- _BRANO SELEZIONATO_
Non si può rimanere indifferenti davanti a questo crimine, afferma il papa: e d’altronde, «accettarlo presuppone entrare in crisi», il che rappresenta «l'unico cammino, perché fare "propositi" di cambiamento di vita senza "mettere la carne sulla brace" non porta a nulla. Le realtà personali, sociali e storiche sono concrete e non devono accettarsi come idee; perché le idee si discutono (ed è bene che sia così) ma la realtà dev’essere sempre accettata ed esaminata». È se è vero che le situazioni storiche vanno interpretate con l'ermeneutica del tempo in cui sono avvenute, «questo non ci esime dal farcene carico e dall’accettarle come storia del "peccato che ci assedia". Perciò, secondo me, ogni vescovo della Chiesa deve accettarlo e chiedersi che cosa devo fare di fronte a questa catastrofe?».

La Chiesa ha fatto "mea culpa" di fronte a tanti errori storici del passato, osserva Francesco, «anche se non abbiamo partecipato di persona a quella congiuntura storica. E questo stesso atteggiamento ci viene chiesto oggi. Ci viene chiesta una riforma che – in questo caso – non consiste in parole, ma in atteggiamenti che abbiano il coraggio di entrare in crisi, di accettare la realtà qualunque sia la conseguenza».

- _ESTRATTO DEI DATI_
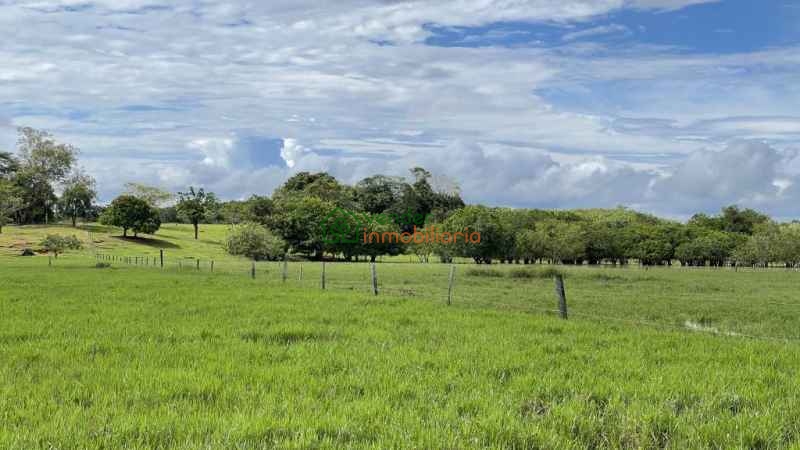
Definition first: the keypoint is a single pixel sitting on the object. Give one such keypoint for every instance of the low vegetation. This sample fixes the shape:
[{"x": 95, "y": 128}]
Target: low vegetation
[{"x": 144, "y": 358}]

- _OBIETTIVO_
Riporti tutte le espressioni che nel brano sulle parole del papa compaiono tra virgolette alte (" "), escludendo quelle tra caporali (« »). I dati non hanno alcun ruolo in questo esercizio.

- _RISPOSTA_
- propositi
- mettere la carne sulla brace
- peccato che ci assedia
- mea culpa